*** Opening of Passage provided ***

Lead Site Reliability Engineer

Intellum, Inc.
Atlanta, GA

Job Description

Job Description

About us

Intellum is the leader in corporate education technology and powers the largest, most successful customer, partner, and employee learning programs in the world. Large brands and fast-moving companies like Google, Meta, Amazon, Walmart, Xero, Atlassian, Mailchimp, Airbnb, Stripe, and TikTok rely on Intellum to engage and educate the audiences they touch.

We have always been a "remote first" company and are proud to have team members located all over the world. We value Curiosity, Creativity, Perseverance, and Kindness and strive to demonstrate these core values every day. Our culture is very important to us. We invest in our people in fun and exciting ways, including personal development budgets and an annual all-company retreat that is focused less on work and more on human connections. We are in growth mode, and our "smart growth" approach ensures that we will continue to scale our company effectively.

Summary

We are seeking a Lead Site Reliability Engineer to spearhead our SRE team. You are not just an operator; you are an experienced software engineer who excels at architecture, code optimization, and deep troubleshooting. In this role, you will drive operational maturity by defining our reliability standards (SLOs), hardening our security posture (WAF/InfraSec), and scaling the Intellum platform.

Our stack

  • Core : Applications written in Ruby on Rails and Node.js, PostgreSql, MongoDB,, Redis, Memcached, Sidekiq, ActiveJob, Elasticsearch, Websockets
  • Infrastructure : 100% Linux-based cloud infrastructure (AWS, Google Cloud, MongoDB Atlas) and services (ECS/EC2/Kubernetes, Elasticache, MemoryStore, RDS, CloudSQL, BigQuery etc.)
  • Infrastructure as Code (IaC) : GitHub, Terragrunt, Terraform, Ansible
  • CI/CD: Spinnaker, Jenkins
  • Observability & Alerting : New Relic, AWS CloudWatch, Google Cloud Stackdriver, Squadcast
  • Agile/Scrum practices utilizing JIRA

Responsibilities

  • SRE Leadership & Strategy: Set clear goals for the SRE team and partner with Engineering leadership to align platform initiatives with business objectives.
  • Reliability & Observability (SLA/SLO): Lead the definition and enforcement of SLAs, SLIs, and SLOs. Architect observability frameworks to translate telemetry data into actionable roadmaps that reduce toil and enhance resilience.
  • Core Engineering & Performance: Take ownership of critical code components (i.e., Queues, Enrollments) and lead efforts to identify bottlenecks, optimize performance, and improve code quality across the engineering department.
  • Security by Design: Champion infrastructure security. Partner with InfoSec to define hardening standards, manage perimeter defense (WAF/DDoS), and automate vulnerability remediation within the CI/CD pipeline.
  • Incident Command: Participate in the 24x7 on-call rotation and lead post-incident reviews (RCAs), ensuring action items are implemented to improve MTTR and prevent recurrence.
  • Mentorship: Empower developers with better tooling and guidance on performant coding practices, fostering a culture of collaboration and reliability and "you build it, you run it".

Required Skills

Experience & Engineering

  • 10+ years of engineering experience, with 5+ years specifically developing Ruby on Rails applications.

*** Close of Passage provided ***
*** Opening of Available data ***

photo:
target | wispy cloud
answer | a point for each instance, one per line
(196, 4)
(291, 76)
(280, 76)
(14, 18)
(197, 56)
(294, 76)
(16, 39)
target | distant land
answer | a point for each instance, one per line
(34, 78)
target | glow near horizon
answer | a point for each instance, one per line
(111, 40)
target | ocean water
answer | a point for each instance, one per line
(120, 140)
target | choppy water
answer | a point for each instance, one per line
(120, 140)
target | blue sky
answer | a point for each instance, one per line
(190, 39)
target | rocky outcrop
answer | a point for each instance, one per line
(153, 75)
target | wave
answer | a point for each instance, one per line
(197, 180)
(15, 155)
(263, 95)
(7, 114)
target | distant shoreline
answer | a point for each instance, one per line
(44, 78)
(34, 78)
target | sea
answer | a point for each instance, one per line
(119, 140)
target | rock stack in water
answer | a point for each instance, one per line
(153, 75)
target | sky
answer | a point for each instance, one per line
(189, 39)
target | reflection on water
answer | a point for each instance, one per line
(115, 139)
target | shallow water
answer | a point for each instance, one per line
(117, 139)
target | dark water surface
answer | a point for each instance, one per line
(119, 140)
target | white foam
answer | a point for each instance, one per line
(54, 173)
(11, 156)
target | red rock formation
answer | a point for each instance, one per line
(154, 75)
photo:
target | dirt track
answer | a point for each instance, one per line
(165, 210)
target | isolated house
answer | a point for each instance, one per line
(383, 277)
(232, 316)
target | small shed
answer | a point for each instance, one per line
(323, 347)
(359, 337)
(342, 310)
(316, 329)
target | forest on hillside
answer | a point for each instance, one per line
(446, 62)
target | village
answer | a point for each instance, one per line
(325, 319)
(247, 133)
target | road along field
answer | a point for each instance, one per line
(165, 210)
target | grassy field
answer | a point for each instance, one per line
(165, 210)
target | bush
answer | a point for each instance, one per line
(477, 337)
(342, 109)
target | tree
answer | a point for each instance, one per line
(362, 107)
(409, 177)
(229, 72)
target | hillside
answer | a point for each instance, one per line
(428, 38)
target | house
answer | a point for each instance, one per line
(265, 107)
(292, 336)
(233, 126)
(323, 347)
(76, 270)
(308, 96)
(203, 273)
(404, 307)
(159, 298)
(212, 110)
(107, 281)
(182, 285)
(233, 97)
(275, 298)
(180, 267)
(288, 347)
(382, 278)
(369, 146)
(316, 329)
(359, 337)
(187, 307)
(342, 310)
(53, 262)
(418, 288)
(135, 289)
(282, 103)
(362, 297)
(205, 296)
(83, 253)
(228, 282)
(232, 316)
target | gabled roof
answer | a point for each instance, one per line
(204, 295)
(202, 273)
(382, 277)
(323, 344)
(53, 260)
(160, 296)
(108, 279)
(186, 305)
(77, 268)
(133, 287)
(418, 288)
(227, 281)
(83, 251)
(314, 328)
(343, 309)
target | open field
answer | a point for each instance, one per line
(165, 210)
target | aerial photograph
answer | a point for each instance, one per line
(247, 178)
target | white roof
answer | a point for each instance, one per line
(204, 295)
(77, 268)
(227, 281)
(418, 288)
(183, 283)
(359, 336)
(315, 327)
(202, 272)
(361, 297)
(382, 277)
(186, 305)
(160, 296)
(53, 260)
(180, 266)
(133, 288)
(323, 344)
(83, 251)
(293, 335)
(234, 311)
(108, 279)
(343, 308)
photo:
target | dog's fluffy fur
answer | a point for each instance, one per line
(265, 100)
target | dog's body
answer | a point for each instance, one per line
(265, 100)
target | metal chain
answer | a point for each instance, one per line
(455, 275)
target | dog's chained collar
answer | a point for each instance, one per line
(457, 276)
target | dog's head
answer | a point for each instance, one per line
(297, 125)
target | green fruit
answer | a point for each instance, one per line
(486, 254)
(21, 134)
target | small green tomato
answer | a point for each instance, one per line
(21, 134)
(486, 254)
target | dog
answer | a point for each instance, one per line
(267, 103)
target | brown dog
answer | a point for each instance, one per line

*** Close of Available data ***

■ Problem set ■
1. Which CI/CD tools does the job posting list in its stack?
2. Please duplicate everything in the job posting from "We are seeking" down to "CloudSQL, BigQuery etc.)".
3. Sum up the job posting in two sentences.

■ Response list ■
1. Spinnaker and Jenkins.

2.
We are seeking a Lead Site Reliability Engineer to spearhead our SRE team. You are not just an operator; you are an experienced software engineer who excels at architecture, code optimization, and deep troubleshooting. In this role, you will drive operational maturity by defining our reliability standards (SLOs), hardening our security posture (WAF/InfraSec), and scaling the Intellum platform.

Our stack

  • Core : Applications written in Ruby on Rails and Node.js, PostgreSql, MongoDB,, Redis, Memcached, Sidekiq, ActiveJob, Elasticsearch, Websockets
  • Infrastructure : 100% Linux-based cloud infrastructure (AWS, Google Cloud, MongoDB Atlas) and services (ECS/EC2/Kubernetes, Elasticache, MemoryStore, RDS, CloudSQL, BigQuery etc.)

3. Intellum, a remote-first corporate education technology company, is seeking a Lead Site Reliability Engineer in Atlanta, GA to spearhead its SRE team. The role involves defining reliability standards, hardening security, scaling the platform, owning critical code components, joining the 24x7 on-call rotation, and mentoring developers, and it requires 10+ years of engineering experience, including 5+ years developing Ruby on Rails applications.